Information supplied:
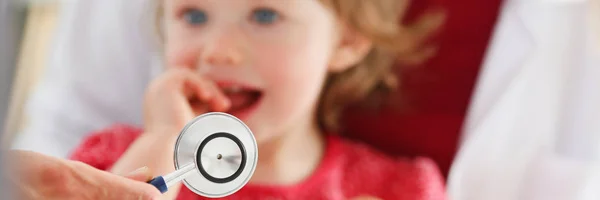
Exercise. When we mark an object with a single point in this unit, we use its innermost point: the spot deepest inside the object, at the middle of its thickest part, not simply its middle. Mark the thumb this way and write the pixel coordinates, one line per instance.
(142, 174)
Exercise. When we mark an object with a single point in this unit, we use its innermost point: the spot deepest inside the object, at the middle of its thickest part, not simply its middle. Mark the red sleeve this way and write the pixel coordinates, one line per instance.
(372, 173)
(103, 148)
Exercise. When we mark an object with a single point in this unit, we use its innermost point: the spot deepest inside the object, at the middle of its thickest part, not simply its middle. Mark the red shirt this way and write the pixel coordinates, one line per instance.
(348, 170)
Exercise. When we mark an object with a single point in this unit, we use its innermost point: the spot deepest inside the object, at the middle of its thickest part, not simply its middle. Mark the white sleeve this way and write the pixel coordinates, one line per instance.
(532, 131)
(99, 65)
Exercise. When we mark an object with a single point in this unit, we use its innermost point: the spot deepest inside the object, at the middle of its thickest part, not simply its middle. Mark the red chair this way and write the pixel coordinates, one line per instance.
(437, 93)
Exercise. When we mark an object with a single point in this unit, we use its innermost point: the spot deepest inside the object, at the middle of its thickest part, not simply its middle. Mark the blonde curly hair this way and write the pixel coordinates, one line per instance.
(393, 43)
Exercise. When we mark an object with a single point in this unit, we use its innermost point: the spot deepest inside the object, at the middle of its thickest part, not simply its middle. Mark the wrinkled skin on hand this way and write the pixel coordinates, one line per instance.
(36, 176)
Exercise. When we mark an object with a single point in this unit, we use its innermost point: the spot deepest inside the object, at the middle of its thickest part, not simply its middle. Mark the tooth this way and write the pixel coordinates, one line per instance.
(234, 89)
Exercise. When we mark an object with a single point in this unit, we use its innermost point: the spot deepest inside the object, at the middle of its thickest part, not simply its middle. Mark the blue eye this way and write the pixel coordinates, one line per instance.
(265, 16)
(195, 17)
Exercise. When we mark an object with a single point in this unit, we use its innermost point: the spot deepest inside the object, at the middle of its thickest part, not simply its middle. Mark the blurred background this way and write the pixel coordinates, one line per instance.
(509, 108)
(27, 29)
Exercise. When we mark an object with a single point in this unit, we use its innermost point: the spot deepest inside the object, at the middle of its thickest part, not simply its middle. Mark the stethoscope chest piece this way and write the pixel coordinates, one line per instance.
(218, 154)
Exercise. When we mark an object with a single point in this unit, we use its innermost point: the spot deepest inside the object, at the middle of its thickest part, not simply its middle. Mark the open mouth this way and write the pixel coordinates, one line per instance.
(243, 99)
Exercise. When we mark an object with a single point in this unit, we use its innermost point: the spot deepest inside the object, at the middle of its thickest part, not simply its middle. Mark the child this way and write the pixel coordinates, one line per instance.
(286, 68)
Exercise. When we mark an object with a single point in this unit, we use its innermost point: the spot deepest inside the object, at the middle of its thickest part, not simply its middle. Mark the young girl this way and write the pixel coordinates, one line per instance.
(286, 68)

Brief:
Copy all of the rows above word for word, leaving out the pictures.

Response for this exercise:
Exercise. When we mark an object with a single point in this unit, we use its innermost point: the spot deepest inside the object, at the middle of its thickest part, not simply its middle. Mark the thumb this way and write the pixel coordinates, one line per instance.
(142, 174)
Exercise. When we mark an object with a single point in this unit, we use its innermost point: the spot deepest inside the object, at the middle of its thickest part, not simply its middle. Mark the red sleeve this way and write the pixel coordinates, one line per instance.
(372, 173)
(103, 148)
Exercise. When we mark an object with a single point in this unit, we use its innermost point: the spot deepest inside the object, at the middle of its thickest part, not simply its middle. Mark the red shirt this way and write the pixel coordinates, one line per instance.
(348, 170)
Exercise. When we mark an object with a single point in this unit, we use its innermost point: the spot deepest inside the object, at the middle of its thickest part, not simply its middle. Mark the white sleeve this way and write the pixel coordinates, one line per instance.
(532, 131)
(99, 65)
Exercise. When we mark an object with a single point in this unit, we use its innermost point: the spot deepest inside the object, at the middle of its thickest part, not simply its middle. Mark the red chair this way and write the pixel coordinates, one line per instance.
(437, 93)
Exercise. When we mark an object with a single point in this unit, we use its innermost point: the spot deepest inside the object, at the middle of its thickest part, not simply its middle. Mark the blonde curly hair this way and write the pixel coordinates, one line per instance.
(393, 43)
Exercise. When we mark an object with a single point in this unit, we use its innermost point: the spot deepest inside the object, at the middle of its thickest part, not simply its middle. Mark the wrinkled skin on hand this way and write the pixel coordinates, one line per instance.
(36, 176)
Exercise. When we mark an object with a single point in this unit, we use its innermost point: the spot deepest inside the object, at the middle of its thickest part, not simply its middle. Mark the tooth this way and write the pixel coordinates, one line per instance.
(234, 89)
Exercise. When we mark an object with a single point in this unit, we use its innermost point: the spot deepest inside the object, at the middle of its thickest part, not simply its middle. Mark the blue eye this way and write the pixel coordinates, one line per instance.
(265, 16)
(195, 17)
Exercise. When we mark an object with a single point in this unit, we use its innermost point: the spot deepest inside the object, at the middle of its thickest part, not simply its middle. Mark the blurred background this way and write the pixel coordinates, one line per instance.
(509, 108)
(27, 29)
Exercise. When we mark an object with a single point in this unit, we use its innermost point: the spot deepest inside the object, at the middle of its thickest part, not simply its middle. Mark the stethoscope chest piece this way and write the pixel coordinates, one line per instance.
(218, 154)
Exercise. When we mark an object with a single point in this unit, we use its innermost point: the spot deepest inside the object, at the middle of its thickest part, not simply its middle. Mark the open mouth this way and write the pixel coordinates, one line per instance.
(243, 99)
Exercise. When we mark an object with a single point in this unit, we use its innermost point: the spot deepest inside the object, at the middle of its thickest part, not simply its middle. Mark the child this way and write the pixel coordinates, one line per instance.
(286, 68)
Exercise. When we mark an object with a single point in this unit, we use its innermost point: the spot deepest inside the object, at the middle of its thickest part, not simply its middle. Mark the young girl this way and write the pixel coordinates, one line per instance.
(286, 68)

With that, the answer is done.